• _WHAT NEEDS TO BE DONE_
Reproduce the entries exactly as they appear below.

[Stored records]
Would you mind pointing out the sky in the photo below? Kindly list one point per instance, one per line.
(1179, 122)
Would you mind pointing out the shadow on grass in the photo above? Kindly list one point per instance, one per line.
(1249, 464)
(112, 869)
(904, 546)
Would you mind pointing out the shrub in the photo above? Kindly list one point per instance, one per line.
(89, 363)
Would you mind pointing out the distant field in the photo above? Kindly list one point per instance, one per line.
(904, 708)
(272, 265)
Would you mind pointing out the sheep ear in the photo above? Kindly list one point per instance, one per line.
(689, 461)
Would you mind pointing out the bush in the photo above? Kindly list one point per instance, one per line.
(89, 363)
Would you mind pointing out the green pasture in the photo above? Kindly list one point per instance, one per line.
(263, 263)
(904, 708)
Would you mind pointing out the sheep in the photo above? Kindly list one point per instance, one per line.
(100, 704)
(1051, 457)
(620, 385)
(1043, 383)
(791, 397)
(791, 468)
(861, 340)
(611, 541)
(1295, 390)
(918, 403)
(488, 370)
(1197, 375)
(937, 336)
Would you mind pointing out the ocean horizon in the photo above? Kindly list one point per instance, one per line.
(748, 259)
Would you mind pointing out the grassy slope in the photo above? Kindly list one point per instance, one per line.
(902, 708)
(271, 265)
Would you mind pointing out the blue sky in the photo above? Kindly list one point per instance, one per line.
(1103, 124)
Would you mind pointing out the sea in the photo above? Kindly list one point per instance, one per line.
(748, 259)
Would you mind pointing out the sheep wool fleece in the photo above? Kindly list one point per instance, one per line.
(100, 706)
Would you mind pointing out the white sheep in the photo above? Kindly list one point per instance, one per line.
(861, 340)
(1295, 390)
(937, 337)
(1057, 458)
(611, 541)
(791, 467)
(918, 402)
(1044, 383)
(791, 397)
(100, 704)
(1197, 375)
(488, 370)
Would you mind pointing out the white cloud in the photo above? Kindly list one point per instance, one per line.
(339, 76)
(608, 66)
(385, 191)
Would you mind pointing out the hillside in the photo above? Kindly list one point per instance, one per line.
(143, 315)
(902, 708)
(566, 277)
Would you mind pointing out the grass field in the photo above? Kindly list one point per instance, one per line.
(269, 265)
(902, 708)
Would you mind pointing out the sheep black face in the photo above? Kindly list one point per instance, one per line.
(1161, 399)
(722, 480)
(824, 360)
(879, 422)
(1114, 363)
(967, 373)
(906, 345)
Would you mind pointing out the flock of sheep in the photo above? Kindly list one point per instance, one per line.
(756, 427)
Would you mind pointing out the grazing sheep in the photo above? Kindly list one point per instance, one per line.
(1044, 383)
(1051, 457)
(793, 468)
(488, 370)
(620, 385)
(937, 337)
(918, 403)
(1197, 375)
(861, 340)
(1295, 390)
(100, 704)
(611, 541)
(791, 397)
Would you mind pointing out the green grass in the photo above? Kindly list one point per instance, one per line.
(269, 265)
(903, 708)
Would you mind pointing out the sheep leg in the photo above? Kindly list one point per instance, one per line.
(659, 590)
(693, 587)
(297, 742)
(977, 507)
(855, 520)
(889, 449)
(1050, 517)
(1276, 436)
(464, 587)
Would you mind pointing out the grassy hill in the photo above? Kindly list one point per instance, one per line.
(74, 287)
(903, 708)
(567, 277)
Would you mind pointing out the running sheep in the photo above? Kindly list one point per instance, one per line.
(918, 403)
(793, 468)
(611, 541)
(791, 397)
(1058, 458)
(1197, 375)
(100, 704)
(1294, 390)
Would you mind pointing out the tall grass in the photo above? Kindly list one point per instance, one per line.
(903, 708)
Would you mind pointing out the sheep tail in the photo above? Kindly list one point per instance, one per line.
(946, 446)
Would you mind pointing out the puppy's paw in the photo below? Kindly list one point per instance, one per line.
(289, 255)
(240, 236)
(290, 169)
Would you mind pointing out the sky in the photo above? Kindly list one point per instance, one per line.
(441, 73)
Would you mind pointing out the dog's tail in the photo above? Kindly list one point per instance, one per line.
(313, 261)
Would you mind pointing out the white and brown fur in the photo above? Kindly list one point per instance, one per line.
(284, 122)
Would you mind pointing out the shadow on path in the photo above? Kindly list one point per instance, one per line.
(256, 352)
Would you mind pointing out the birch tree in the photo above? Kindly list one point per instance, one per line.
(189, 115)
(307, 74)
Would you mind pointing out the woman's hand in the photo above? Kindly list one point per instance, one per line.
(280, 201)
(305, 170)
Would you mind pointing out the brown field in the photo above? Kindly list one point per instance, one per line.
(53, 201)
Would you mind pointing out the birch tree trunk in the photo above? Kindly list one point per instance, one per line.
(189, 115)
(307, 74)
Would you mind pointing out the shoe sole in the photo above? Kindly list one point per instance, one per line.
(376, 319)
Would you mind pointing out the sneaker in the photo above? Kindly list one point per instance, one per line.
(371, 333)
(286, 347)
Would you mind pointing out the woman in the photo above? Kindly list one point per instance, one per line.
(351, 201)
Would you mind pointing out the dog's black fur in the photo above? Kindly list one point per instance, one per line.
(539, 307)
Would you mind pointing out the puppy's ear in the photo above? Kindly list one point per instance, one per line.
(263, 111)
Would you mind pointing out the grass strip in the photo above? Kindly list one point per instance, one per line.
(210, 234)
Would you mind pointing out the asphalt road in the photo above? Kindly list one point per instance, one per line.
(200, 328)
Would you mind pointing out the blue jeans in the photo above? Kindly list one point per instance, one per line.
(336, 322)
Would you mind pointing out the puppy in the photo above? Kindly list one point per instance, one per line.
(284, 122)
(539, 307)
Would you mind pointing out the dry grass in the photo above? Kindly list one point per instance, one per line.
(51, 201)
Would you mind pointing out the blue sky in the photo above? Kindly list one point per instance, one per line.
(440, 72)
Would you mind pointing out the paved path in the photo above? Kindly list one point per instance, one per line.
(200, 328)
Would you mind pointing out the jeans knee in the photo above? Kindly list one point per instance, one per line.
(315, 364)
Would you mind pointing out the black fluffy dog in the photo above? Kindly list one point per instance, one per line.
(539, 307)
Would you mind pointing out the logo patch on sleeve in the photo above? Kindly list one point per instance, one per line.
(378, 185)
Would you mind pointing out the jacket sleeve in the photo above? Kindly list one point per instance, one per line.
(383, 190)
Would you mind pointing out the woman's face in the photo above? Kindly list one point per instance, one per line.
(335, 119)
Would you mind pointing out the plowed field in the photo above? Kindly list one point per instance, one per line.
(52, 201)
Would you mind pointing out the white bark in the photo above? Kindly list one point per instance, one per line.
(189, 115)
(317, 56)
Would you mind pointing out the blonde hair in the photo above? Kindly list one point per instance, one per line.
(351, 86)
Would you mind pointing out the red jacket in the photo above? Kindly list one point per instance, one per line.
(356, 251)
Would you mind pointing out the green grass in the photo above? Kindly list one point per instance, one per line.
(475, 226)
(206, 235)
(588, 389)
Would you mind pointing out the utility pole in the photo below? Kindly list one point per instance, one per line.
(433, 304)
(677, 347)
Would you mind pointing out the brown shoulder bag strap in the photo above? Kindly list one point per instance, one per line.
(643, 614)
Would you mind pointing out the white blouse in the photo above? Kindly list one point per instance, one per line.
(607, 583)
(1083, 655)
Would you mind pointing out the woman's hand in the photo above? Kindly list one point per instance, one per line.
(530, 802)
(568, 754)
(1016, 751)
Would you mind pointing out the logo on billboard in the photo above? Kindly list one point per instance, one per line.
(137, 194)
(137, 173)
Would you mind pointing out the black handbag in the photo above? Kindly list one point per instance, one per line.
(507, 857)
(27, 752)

• _PROBLEM SOLUTION_
Would you mind pointing out the sky in the photo below? Kindly list one point per instance, one per line.
(1179, 122)
Would you mind pointing out the shadow on grass in the photo above? Kindly list one point per instance, one per line.
(1249, 464)
(112, 869)
(904, 546)
Would you mind pointing out the shrub in the photo above? Kindly list one point per instance, one per line.
(89, 363)
Would you mind pointing out the distant field in the photo above? Kindly list one point per instance, one per line.
(904, 708)
(272, 265)
Would you mind pointing out the sheep ear in the photo above? Kindly list one point per instance, one per line.
(689, 461)
Would you mind pointing out the bush in the photo above? Kindly list one point per instance, one per line.
(89, 363)
Would you mind pointing out the green pasture in the photo above? Kindly list one point per instance, one per line.
(263, 263)
(904, 708)
Would you mind pointing out the sheep in the photo above? Kindly list one point per instance, one per line.
(100, 704)
(1051, 457)
(620, 385)
(1043, 383)
(791, 397)
(791, 468)
(861, 340)
(611, 541)
(1295, 390)
(918, 403)
(488, 370)
(1197, 375)
(937, 336)
Would you mind pointing out the ocean horizon in the photo above? Kindly list one point per instance, one per line.
(748, 259)
Would you mind pointing out the grassy slope in the photo above? Kindly list one point per instance, one per line.
(902, 708)
(271, 265)
Would you mind pointing out the blue sky in the photo above? Kindly list one point per instance, one per line.
(1103, 124)
Would you mind pointing out the sea in the photo above? Kindly list one point per instance, one per line.
(748, 259)
Would you mind pointing out the sheep wool fleece in the photo above? Kindly list one point per instance, one per line.
(100, 706)
Would you mind pointing out the white sheep in the photo above? Kindly list one point per instance, one per line.
(861, 340)
(1295, 390)
(937, 337)
(1057, 458)
(611, 541)
(791, 467)
(918, 402)
(1044, 383)
(791, 397)
(100, 704)
(1197, 375)
(488, 370)
Would you mind pointing out the white cloud in the photo above? Kindly list one point per instance, one per line.
(339, 76)
(608, 66)
(385, 191)
Would you mind pointing out the hillside in the photo above? Kindly list one point per instance, one per line.
(143, 315)
(902, 708)
(566, 277)
Would you mind pointing out the grass field in the photo above? Kindly list one point per instance, one per line.
(269, 265)
(902, 708)
Would you mind pointing out the sheep black face in the photo above? Kindly list one point per instance, one per line.
(1161, 399)
(722, 480)
(824, 360)
(879, 422)
(1114, 363)
(967, 373)
(906, 345)
Would you mind pointing out the flock of sheep in the photo above? Kindly list one point per instance, one per line.
(756, 427)
Would you mind pointing out the grazing sheep in the photo above? Kindly list one point per instance, one per line.
(1044, 383)
(1051, 457)
(793, 468)
(488, 370)
(620, 385)
(937, 337)
(918, 403)
(1197, 375)
(861, 340)
(1295, 390)
(100, 704)
(611, 541)
(791, 397)
Would you mind pointing out the green grass in the photo above? Kindly list one point per instance, one per line.
(269, 265)
(903, 708)
Would you mind pointing out the sheep leg in the photo above? Kindly list one point per instance, one per line.
(659, 590)
(693, 587)
(297, 742)
(977, 507)
(855, 520)
(889, 449)
(1050, 517)
(1276, 436)
(464, 587)
Would you mind pointing out the grassy hill in the photo above? Kindly list one point per instance, one per line.
(74, 287)
(903, 708)
(567, 277)
Would you mind pointing out the running sheep in the photo above? Kindly list one point per instance, one per line.
(918, 403)
(793, 468)
(611, 541)
(791, 397)
(1058, 458)
(1197, 375)
(100, 704)
(1294, 390)
Would you mind pointing out the tall grass in the photo above? Kindly list one point per instance, one per line.
(903, 708)
Would you mind pointing out the sheep tail in the photo above? Kindly list one point per instance, one per line.
(946, 446)
Would you mind pointing out the puppy's paw in the photo below? Kindly list one point per instance, one per line.
(289, 255)
(240, 236)
(290, 169)
Would you mind pointing out the sky in the photo above? Kindly list one point per instance, one per line.
(441, 73)
Would you mind pointing out the dog's tail in the photo above? Kindly list one point per instance, one per line.
(313, 261)
Would you mind pointing out the white and brown fur in the photo above? Kindly list one point per instance, one per line.
(284, 122)
Would you mind pointing out the shadow on path in the photo above? Kindly list one point per instance, one per line.
(256, 352)
Would you mind pointing out the birch tree in the photo above? Kindly list one point per instance, one per line.
(189, 115)
(307, 74)
Would you mind pointing out the woman's hand in the photo above? Kindly list one point per instance, one per line.
(280, 201)
(305, 170)
Would you mind pointing out the brown field in the photo above? Kindly list one point per instance, one per line.
(53, 201)
Would you mind pointing out the birch tree trunk in the photo above? Kindly list one point per instance, one per line.
(189, 115)
(307, 74)
Would you mind pointing out the shoe sole in the photo above? Kindly list one point per instance, one per line.
(376, 319)
Would you mind pointing out the sneaker in the photo above? Kindly list one point per instance, one per line.
(371, 333)
(286, 347)
Would you mind pointing out the woman in the photo above? Kindly list one point per instance, one per line.
(351, 201)
Would you mind pointing out the dog's black fur in the photo above? Kindly list one point per instance, one per line.
(539, 307)
Would you mind pointing out the puppy's ear in the photo above? Kindly list one point per instance, one per line.
(263, 111)
Would you mind pointing out the grass strip in the photo above? Kindly list one point per instance, one per line.
(210, 234)
Would you mind pointing out the asphalt road in the photo above? Kindly list one point per instance, one per line.
(200, 328)
Would you mind pointing out the blue jeans in the photo above? Kindly list one point per instance, one per line.
(336, 322)
Would you mind pointing out the puppy in the photo above? Kindly list one point per instance, one per line.
(284, 122)
(539, 307)
Would you mind pointing out the dry grass in the photo above? Kindly list one point per instance, one per line.
(51, 201)
Would you mind pointing out the blue sky in the photo above? Kindly list one point per instance, one per line.
(440, 72)
Would you mind pointing out the paved path in the photo above? Kindly list one point per instance, one per line.
(200, 328)
Would you mind pointing out the jeans knee in the photo above? Kindly list one point per instance, one per line.
(315, 364)
Would you mind pointing out the black fluffy dog in the photo above? Kindly list one point per instance, one per line.
(539, 307)
Would you mind pointing out the logo patch on sleeve in the photo above? Kindly list one point per instance, one per line.
(378, 185)
Would you mind pointing out the jacket sleeve in the photo above? Kindly list one point per instance, one per line.
(383, 190)
Would you mind pointing out the woman's face in the photo above? Kindly list one point per instance, one per line.
(335, 119)
Would you mind pointing out the plowed field in the photo above? Kindly list one point per instance, one per line.
(52, 201)
Would you mind pointing out the white bark in the photo above? Kindly list one point per instance, one per line.
(189, 115)
(317, 56)
Would you mind pointing out the blonde hair in the photo above? Kindly list one point per instance, one per line.
(351, 86)
Would you mind pointing out the red jacket in the photo above? Kindly list one point per instance, one per line.
(356, 251)
Would you mind pointing out the green grass in the photo above? Kindly list one point per instance, one per line.
(475, 226)
(206, 235)
(588, 389)
Would you mind pointing out the utility pole in the photo below? Kindly list one point per instance, one per line.
(433, 304)
(677, 347)
Would you mind pointing out the brown shoulder bag strap in the photo above? Kindly list one point per instance, one per line.
(643, 614)
Would you mind pointing out the white blouse in the photo above? Kindly list one point per instance, one per line.
(607, 583)
(1083, 655)
Would you mind pointing out the woman's hand in the photo above? Kindly list one point per instance, one per line.
(530, 802)
(568, 754)
(1016, 751)
Would you mind pointing out the logo on billboard in the photo above? Kindly list one point per instance, one per line.
(137, 194)
(137, 173)
Would you mind pointing out the black handbag in the photo above? Kindly list one point per instance, one per line.
(507, 857)
(27, 752)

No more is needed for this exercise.